■ **EXERCISE AIM**:
Rewrite every line of the listing as a JSON list of strings, one string per line, omitting any blank lines.

■ **Coordinate annotation records**:
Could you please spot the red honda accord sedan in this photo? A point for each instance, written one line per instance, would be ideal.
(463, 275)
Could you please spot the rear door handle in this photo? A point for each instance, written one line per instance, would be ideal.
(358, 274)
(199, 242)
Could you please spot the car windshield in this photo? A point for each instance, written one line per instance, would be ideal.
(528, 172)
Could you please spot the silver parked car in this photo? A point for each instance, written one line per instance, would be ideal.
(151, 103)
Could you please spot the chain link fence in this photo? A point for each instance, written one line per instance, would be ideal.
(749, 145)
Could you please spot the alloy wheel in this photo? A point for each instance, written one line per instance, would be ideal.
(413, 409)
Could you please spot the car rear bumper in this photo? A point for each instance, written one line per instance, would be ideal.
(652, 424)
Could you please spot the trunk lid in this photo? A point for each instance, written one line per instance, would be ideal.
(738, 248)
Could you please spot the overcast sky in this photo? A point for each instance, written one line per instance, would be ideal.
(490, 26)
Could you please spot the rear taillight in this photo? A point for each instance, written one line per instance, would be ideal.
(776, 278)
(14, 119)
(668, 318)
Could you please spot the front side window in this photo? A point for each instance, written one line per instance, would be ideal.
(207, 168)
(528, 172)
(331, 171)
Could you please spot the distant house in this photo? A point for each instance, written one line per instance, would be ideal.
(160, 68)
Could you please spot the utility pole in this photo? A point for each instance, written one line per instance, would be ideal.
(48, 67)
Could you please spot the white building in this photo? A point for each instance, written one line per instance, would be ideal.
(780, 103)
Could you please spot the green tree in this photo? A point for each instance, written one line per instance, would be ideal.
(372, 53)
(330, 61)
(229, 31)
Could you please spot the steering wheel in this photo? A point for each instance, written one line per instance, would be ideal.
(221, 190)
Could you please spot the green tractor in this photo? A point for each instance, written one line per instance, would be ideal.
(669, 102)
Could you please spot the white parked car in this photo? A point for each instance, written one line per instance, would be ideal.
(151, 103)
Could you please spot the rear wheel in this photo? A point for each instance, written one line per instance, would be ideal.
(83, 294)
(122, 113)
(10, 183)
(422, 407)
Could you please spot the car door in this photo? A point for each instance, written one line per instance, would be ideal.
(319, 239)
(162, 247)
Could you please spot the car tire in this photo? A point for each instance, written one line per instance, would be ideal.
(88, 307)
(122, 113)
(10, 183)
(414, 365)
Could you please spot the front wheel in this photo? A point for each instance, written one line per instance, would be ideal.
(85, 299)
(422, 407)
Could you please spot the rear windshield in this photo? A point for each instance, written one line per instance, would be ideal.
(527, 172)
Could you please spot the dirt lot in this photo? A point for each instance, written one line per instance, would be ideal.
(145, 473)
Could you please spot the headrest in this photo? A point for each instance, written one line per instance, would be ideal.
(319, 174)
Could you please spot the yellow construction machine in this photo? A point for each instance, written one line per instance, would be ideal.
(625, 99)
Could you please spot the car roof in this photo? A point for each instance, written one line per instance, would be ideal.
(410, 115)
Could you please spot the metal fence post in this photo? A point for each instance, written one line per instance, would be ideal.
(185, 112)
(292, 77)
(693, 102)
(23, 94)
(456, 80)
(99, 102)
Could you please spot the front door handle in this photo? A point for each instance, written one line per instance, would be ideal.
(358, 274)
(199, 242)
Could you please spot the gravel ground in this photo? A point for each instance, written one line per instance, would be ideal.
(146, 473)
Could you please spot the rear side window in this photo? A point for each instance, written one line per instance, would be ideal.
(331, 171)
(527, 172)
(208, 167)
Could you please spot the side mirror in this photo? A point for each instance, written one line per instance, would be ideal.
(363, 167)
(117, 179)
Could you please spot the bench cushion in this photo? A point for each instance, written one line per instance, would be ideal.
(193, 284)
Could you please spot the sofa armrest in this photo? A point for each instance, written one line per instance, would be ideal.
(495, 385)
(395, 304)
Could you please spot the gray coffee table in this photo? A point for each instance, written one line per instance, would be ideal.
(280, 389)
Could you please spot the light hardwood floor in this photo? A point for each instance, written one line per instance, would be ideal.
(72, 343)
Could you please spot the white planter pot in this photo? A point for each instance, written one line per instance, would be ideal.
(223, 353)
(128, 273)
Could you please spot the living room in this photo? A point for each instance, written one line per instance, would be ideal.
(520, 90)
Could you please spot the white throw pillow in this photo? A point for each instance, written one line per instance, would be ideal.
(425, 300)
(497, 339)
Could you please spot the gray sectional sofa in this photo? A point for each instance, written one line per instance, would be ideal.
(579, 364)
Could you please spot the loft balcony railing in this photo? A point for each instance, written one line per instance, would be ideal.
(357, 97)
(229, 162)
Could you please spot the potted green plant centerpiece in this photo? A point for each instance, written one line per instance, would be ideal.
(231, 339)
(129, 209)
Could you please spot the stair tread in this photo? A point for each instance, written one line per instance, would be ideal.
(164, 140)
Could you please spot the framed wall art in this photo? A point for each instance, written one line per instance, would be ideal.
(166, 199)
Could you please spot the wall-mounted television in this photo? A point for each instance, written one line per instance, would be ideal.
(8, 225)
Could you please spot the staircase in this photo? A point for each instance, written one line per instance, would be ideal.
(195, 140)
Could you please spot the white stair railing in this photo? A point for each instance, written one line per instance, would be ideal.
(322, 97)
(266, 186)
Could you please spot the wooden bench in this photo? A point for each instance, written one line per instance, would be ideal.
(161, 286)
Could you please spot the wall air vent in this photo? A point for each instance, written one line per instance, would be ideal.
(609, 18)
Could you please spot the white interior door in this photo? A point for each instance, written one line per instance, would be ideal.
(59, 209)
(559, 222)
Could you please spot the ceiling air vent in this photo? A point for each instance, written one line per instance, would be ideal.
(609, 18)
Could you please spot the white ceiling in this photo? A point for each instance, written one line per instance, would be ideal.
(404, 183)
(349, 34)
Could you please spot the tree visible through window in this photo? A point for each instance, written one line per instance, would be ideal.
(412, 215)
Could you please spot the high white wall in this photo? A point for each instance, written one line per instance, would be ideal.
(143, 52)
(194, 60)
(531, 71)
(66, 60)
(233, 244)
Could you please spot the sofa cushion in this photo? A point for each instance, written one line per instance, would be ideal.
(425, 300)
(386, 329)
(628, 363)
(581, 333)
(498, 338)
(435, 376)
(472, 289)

■ **TASK RESULT**:
[
  "Could you please spot the red honda accord sedan in this photo? A point for each instance, written one line per instance, would be ideal.",
  "(463, 275)",
  "Could you please spot the rear door handle in this photo? A point for each instance, written one line per instance, would be ideal.",
  "(358, 274)",
  "(199, 242)",
  "Could you please spot the car windshield in this photo? A point for each instance, written one line per instance, would be ideal.",
  "(528, 172)",
  "Could you please spot the silver parked car in this photo? A point for each instance, written one line per instance, would be ideal.",
  "(151, 103)",
  "Could you please spot the chain link fence in this photo? A point for each instance, written one line per instance, would be ideal.",
  "(749, 145)",
  "Could you please spot the alloy wheel in this photo? A point for each instance, written one line per instance, would be ideal.",
  "(413, 409)",
  "Could you please spot the car rear bumper in this photo? A point for each instance, written one line per instance, would be ideal.",
  "(652, 424)",
  "Could you please spot the trunk lid in this photo? A point for each instance, written one line per instance, would be ideal.",
  "(738, 248)",
  "Could you please spot the overcast sky in this photo? A point for each instance, written one line per instance, would be ideal.",
  "(490, 26)",
  "Could you please spot the rear taillight in this photo? A point for each instance, written one line per instance, would be ideal.",
  "(776, 278)",
  "(14, 119)",
  "(668, 318)",
  "Could you please spot the front side window in this photo? A point for each instance, written one line per instance, would be ideal.",
  "(207, 168)",
  "(528, 172)",
  "(331, 171)",
  "Could you please spot the distant house in this photo? A point for each instance, written one line per instance, would be ideal.",
  "(160, 68)",
  "Could you please spot the utility pole in this photo? A point for each instance, written one line per instance, would be ideal.",
  "(48, 67)",
  "Could you please spot the white building in this photo? A point for each instance, written one line per instance, would be ideal.",
  "(780, 103)",
  "Could you please spot the green tree in this photo? A point for each instance, written one line per instance, would be ideal.",
  "(372, 53)",
  "(330, 61)",
  "(229, 31)",
  "Could you please spot the steering wheel in this photo? A point for each instance, written one line per instance, would be ideal.",
  "(221, 190)",
  "Could you please spot the green tractor in this photo? A point for each instance, written one line per instance, would be ideal.",
  "(669, 102)",
  "Could you please spot the white parked car in this photo? A point for each instance, written one line per instance, would be ideal.",
  "(151, 103)",
  "Could you please spot the rear wheel in this photo? A point for each instance, written one line per instance, would be ideal.",
  "(83, 294)",
  "(122, 113)",
  "(10, 183)",
  "(422, 407)",
  "Could you please spot the car door in this photo? A point for each instance, written one line per instance, would be ideal.",
  "(319, 239)",
  "(162, 247)",
  "Could you please spot the car tire in this photo? A point for each instance, written one line per instance, would be ideal.",
  "(88, 307)",
  "(122, 113)",
  "(10, 183)",
  "(414, 365)",
  "Could you please spot the front wheel in this photo? A point for each instance, written one line per instance, would be ideal.",
  "(85, 299)",
  "(422, 407)",
  "Could you please spot the rear windshield in this photo? A point for each instance, written one line per instance, would be ideal.",
  "(527, 172)",
  "Could you please spot the dirt lot in this photo? A point for each instance, written one line per instance, would be ideal.",
  "(145, 473)",
  "Could you please spot the headrest in this photo? A point for each instance, written one line per instance, would be ideal.",
  "(319, 174)",
  "Could you please spot the yellow construction machine in this photo? A point for each instance, written one line per instance, would be ideal.",
  "(625, 99)",
  "Could you please spot the car roof in this photo? A point for each instance, written one line per instance, would be ideal.",
  "(410, 115)",
  "Could you please spot the metal fence post in this photo? A point for each instance, written one line per instance, would be ideal.",
  "(185, 112)",
  "(292, 77)",
  "(693, 102)",
  "(23, 94)",
  "(456, 80)",
  "(99, 102)",
  "Could you please spot the front door handle in this photo? A point for each instance, written one line per instance, would be ideal.",
  "(358, 274)",
  "(199, 242)",
  "Could you please spot the gravel ground in this photo? A point for each instance, written one line per instance, would be ideal.",
  "(146, 473)",
  "Could you please spot the rear side window in this photo? A point for each instance, written one line per instance, would be ideal.",
  "(331, 171)",
  "(527, 172)",
  "(208, 167)",
  "Could you please spot the side mirror in this photo? A point for each instance, written one line per instance, would be ideal.",
  "(363, 167)",
  "(117, 179)",
  "Could you please spot the bench cushion in this photo? A point for each instance, written one line per instance, would be ideal.",
  "(193, 284)",
  "Could you please spot the sofa armrest in this photo? A point for each instance, written one line per instance, would be ideal.",
  "(495, 385)",
  "(395, 304)",
  "Could you please spot the gray coffee table in this photo? A point for each instance, written one line per instance, would be ideal.",
  "(280, 389)",
  "Could you please spot the light hardwood floor in this photo? A point for each instance, written one line per instance, would be ideal.",
  "(72, 343)",
  "Could you please spot the white planter pot in this photo? A point for each instance, written one line per instance, would be ideal.",
  "(223, 353)",
  "(128, 273)",
  "Could you please spot the living room in this photo? A point for each instance, written one line per instance, would be ideal.",
  "(520, 90)",
  "Could you please spot the white throw pillow in this photo? A point for each instance, written one line per instance, would be ideal.",
  "(425, 300)",
  "(497, 339)",
  "Could you please spot the gray sectional sofa in this photo? A point for each instance, written one line per instance, would be ideal.",
  "(579, 364)",
  "Could you please spot the loft balcony railing in this photo? A point for each instance, written one line per instance, would be ideal.",
  "(357, 97)",
  "(229, 162)",
  "Could you please spot the potted green plant centerpiece in this photo? A point for each instance, written one line per instance, would be ideal.",
  "(231, 339)",
  "(129, 209)",
  "Could you please spot the stair tread in this photo? A point for each instance, written one line per instance, would be ideal.",
  "(164, 140)",
  "Could you please spot the framed wall art in this photo? A point for each instance, written one line per instance, would be ideal.",
  "(166, 199)",
  "Could you please spot the wall-mounted television in this photo? A point for each instance, written one line per instance, would be ideal.",
  "(8, 225)",
  "Could you please spot the staircase in this photo? A point for each instance, written one line per instance, would be ideal.",
  "(195, 140)",
  "Could you please spot the white stair railing in this photo? A point for each instance, written one line per instance, would be ideal.",
  "(322, 97)",
  "(266, 186)",
  "Could you please spot the wooden bench in this photo? A point for each instance, written one line per instance, would be ideal.",
  "(161, 286)",
  "Could you please spot the wall air vent in this photo? A point for each instance, written one line per instance, would be ideal.",
  "(609, 18)",
  "Could you please spot the white interior door in this photo? A point for each instance, written one line per instance, would be ideal.",
  "(59, 209)",
  "(559, 222)",
  "Could you please spot the ceiling air vent in this photo? A point for each instance, written one line per instance, would be ideal.",
  "(609, 18)",
  "Could you please spot the white ceiling in this photo? A point for each instance, written one line per instance, would be ideal.",
  "(404, 183)",
  "(349, 34)",
  "Could you please spot the tree visible through window in this photo? A point for each instance, written one line per instance, would be ideal.",
  "(412, 215)",
  "Could you please spot the high white wall in this photo? A point for each instance, written one line per instance, would be ideal.",
  "(143, 52)",
  "(194, 60)",
  "(531, 71)",
  "(66, 60)",
  "(233, 244)",
  "Could you please spot the sofa cushion in this photo? A point for each instance, written one line per instance, would be ideal.",
  "(425, 300)",
  "(386, 329)",
  "(628, 363)",
  "(581, 333)",
  "(498, 338)",
  "(435, 376)",
  "(472, 289)"
]